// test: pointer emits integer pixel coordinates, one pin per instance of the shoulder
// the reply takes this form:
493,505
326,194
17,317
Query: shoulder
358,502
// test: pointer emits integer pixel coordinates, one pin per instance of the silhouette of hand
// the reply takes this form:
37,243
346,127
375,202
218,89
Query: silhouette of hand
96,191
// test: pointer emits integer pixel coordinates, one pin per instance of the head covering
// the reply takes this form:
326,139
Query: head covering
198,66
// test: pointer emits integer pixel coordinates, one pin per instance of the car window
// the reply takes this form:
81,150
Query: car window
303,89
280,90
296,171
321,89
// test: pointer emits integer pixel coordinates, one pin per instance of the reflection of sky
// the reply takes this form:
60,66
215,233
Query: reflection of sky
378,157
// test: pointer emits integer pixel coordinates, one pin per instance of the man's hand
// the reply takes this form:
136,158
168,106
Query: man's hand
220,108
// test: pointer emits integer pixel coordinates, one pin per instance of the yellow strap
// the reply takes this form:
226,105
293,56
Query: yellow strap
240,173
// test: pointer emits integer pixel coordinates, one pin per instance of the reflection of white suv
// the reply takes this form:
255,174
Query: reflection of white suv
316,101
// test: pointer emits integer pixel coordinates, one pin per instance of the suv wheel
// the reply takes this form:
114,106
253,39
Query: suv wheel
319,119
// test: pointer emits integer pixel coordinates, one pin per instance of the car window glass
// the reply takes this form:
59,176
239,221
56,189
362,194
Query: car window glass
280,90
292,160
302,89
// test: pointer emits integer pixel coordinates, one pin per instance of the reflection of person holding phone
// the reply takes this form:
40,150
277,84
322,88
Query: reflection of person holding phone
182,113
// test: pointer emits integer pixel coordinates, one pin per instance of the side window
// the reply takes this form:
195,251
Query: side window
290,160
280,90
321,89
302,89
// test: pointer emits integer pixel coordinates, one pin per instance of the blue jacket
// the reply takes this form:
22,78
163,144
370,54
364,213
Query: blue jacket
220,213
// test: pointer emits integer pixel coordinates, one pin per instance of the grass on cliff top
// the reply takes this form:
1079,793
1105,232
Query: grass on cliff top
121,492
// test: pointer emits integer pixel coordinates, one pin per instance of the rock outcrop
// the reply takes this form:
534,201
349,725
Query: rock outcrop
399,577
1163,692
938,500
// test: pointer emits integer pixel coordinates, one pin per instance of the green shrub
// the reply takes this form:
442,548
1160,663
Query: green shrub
++++++++
# GIVEN REQUEST:
Print all of the items above again, line for line and without any change.

# EXERCISE ANSWER:
// test: pointer emits integer pixel coordinates, one pin per instance of the shoulder
// the reply takes this form:
493,505
326,194
17,317
Query: shoulder
358,502
// test: pointer emits integer pixel coordinates, one pin per instance of the silhouette of hand
// the reply takes this form:
37,243
346,127
375,202
218,89
Query: silhouette of hand
96,191
// test: pointer emits integer pixel coordinates, one pin per instance of the head covering
// the reply takes this form:
326,139
Query: head covering
198,66
// test: pointer emits integer pixel coordinates, one pin per instance of the car window
// the reply takes this form:
81,150
Query: car window
303,89
280,90
296,171
321,89
// test: pointer emits integer pixel coordinates, one pin per instance of the reflection of sky
// the reply takes this form:
60,66
215,233
Query: reflection of sky
378,157
// test: pointer emits integer pixel coordinates, one pin per instance of the man's hand
// the reply takes this form:
136,158
168,106
Query: man's hand
220,108
// test: pointer emits integer pixel coordinates, one pin per instance of the yellow strap
// the reply takes this form:
226,105
293,56
Query: yellow strap
240,173
// test: pointer emits integer pixel coordinates, one pin per instance of the reflection of white suv
// the reply takes this form:
255,174
Query: reflection of white suv
316,101
// test: pointer emits integer pixel coordinates, one pin per instance of the suv wheel
// the reply takes this form:
114,106
253,39
Query: suv wheel
319,119
// test: pointer emits integer pixel coordinates, one pin per instance of the car window glass
// the reply takes this form:
59,176
239,221
56,189
362,194
Query: car window glass
280,90
292,160
302,89
// test: pointer emits integer pixel coordinates, one pin per instance of the reflection of person holding phone
// the reply takes this form:
40,150
277,84
322,88
Query: reflection of person holding phone
182,113
// test: pointer emits integer pixel coordinates, one pin per instance of the side window
// the reply takes this form:
195,251
Query: side window
290,160
280,90
321,89
302,89
// test: pointer emits integer pixel coordinates, one pin per instance of the blue jacket
// the reply takes this form:
22,78
163,144
370,54
364,213
Query: blue jacket
220,213
// test: pointer emits integer pixel coordinates, one pin per instance of the grass on cliff top
// the reply takes this form:
1079,793
1105,232
Query: grass on cliff top
121,492
// test: pointer emits integer pixel coordinates, one pin per instance of the rock outcrop
// the reply takes this form:
534,201
349,725
Query: rock outcrop
399,577
1163,692
938,500
// test: pointer emits integer pixel coordinates, one pin per instance of the green shrub
// the reply takes this form:
442,548
1160,663
Query: green shrub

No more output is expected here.